▶ **Assignment**: Extract the first line through the line containing "negative clicks: (364, 179)" from the listing below, exactly as written.
=== Section Start ===
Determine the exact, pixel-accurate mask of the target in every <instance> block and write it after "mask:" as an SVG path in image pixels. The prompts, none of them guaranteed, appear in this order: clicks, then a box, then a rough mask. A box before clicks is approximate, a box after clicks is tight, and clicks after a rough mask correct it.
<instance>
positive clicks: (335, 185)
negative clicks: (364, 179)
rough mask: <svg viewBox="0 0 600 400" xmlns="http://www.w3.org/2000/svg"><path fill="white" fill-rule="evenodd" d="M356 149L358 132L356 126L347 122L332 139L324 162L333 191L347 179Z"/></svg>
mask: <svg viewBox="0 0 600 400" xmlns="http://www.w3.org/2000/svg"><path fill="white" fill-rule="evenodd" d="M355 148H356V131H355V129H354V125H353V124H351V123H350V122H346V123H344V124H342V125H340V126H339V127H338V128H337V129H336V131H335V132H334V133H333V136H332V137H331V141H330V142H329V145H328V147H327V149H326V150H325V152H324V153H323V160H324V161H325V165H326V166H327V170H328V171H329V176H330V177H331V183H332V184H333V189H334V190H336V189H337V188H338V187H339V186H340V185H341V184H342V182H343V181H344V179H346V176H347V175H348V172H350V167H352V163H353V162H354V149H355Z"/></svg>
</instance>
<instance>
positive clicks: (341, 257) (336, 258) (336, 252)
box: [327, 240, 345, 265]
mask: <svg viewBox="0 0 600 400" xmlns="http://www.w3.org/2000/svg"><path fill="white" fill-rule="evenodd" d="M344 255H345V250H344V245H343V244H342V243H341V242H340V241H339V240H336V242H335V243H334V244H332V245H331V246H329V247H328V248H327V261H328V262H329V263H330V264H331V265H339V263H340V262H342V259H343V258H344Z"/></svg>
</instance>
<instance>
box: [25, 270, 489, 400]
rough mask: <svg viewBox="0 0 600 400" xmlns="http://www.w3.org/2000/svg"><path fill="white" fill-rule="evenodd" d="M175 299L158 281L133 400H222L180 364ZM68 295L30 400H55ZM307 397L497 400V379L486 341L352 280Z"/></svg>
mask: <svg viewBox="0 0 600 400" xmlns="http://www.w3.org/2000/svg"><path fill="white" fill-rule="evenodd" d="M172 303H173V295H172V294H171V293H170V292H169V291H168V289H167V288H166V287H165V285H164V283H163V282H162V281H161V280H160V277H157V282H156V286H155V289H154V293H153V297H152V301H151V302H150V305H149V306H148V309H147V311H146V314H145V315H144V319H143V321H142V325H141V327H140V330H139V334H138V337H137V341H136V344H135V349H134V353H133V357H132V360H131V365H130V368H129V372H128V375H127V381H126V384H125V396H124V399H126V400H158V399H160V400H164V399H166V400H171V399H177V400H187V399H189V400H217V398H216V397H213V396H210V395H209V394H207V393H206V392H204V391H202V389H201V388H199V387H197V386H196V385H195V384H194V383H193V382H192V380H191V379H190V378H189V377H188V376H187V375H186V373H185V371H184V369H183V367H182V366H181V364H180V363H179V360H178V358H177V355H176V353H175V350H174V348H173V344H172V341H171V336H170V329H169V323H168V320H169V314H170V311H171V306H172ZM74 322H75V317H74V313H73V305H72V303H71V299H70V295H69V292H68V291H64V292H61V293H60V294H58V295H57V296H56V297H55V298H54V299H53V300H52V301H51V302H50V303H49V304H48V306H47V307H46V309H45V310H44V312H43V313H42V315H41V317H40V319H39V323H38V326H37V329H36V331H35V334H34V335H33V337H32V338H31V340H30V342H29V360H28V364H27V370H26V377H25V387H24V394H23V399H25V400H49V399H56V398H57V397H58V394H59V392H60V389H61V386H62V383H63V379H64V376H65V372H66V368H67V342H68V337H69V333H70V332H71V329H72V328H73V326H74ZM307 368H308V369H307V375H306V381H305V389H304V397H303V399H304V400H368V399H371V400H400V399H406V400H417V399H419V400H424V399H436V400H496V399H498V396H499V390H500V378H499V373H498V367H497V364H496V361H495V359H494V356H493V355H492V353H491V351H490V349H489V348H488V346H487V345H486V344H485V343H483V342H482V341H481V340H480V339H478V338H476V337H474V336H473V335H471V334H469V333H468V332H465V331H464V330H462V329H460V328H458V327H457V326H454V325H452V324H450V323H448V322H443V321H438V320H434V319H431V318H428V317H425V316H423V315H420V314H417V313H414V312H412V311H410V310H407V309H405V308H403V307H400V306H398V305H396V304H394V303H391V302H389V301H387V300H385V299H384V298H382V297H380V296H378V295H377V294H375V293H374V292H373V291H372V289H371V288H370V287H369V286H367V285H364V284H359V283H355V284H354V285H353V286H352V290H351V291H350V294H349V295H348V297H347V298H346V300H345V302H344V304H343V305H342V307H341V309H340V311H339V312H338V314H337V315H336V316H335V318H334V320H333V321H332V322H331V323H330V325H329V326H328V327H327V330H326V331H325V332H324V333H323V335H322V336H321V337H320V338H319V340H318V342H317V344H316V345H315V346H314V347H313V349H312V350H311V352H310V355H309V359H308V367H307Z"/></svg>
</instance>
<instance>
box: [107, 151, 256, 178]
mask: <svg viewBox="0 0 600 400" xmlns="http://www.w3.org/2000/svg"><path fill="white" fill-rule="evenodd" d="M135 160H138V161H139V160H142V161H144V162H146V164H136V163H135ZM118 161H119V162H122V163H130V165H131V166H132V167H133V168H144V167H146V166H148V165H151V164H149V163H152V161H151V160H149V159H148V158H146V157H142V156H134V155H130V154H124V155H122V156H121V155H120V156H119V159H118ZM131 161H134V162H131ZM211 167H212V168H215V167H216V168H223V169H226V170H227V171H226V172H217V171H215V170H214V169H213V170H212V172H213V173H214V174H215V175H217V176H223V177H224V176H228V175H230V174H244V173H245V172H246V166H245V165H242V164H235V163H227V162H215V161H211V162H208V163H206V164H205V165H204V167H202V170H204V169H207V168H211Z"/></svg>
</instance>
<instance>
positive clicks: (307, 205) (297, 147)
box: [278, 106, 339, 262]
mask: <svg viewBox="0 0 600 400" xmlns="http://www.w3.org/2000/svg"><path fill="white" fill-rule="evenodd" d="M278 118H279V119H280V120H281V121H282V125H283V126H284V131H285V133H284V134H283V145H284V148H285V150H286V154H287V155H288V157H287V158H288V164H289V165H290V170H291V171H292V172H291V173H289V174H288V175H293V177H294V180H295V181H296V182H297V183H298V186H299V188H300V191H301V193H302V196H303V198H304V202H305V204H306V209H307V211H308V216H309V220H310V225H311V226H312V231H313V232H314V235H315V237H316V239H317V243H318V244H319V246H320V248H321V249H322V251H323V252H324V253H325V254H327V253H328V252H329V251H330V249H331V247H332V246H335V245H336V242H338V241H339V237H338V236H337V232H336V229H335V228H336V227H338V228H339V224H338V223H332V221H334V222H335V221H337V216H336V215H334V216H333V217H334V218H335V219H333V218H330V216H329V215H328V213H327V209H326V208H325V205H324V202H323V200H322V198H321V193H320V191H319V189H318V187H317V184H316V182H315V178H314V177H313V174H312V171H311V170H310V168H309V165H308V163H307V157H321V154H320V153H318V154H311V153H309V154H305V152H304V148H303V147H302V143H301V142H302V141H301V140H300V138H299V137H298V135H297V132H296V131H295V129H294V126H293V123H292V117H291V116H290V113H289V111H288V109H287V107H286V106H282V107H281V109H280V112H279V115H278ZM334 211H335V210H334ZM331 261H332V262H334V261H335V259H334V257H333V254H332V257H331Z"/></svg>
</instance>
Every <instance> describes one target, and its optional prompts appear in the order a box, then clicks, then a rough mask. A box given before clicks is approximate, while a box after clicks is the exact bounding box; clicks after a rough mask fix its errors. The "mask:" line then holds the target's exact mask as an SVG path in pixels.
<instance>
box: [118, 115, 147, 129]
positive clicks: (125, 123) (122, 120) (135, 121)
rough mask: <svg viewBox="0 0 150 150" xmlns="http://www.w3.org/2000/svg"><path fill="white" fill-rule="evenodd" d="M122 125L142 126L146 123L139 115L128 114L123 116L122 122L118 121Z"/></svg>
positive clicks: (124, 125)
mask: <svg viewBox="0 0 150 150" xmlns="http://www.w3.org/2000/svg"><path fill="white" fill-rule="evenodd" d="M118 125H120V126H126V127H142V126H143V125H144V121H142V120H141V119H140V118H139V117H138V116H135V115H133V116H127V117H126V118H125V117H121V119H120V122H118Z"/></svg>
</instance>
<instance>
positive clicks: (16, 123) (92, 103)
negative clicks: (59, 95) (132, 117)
=== Section End ===
▶ **Completed task**:
Determine the exact, pixel-accurate mask of the target in every <instance> block and write it after "mask:" as an SVG path in image pixels. The prompts, none of them guaranteed, appear in this order: clicks, then a box, then a rough mask. A box before clicks is approximate, a box after clicks is tight, and clicks after a rough mask correct it.
<instance>
positive clicks: (335, 185)
negative clicks: (364, 179)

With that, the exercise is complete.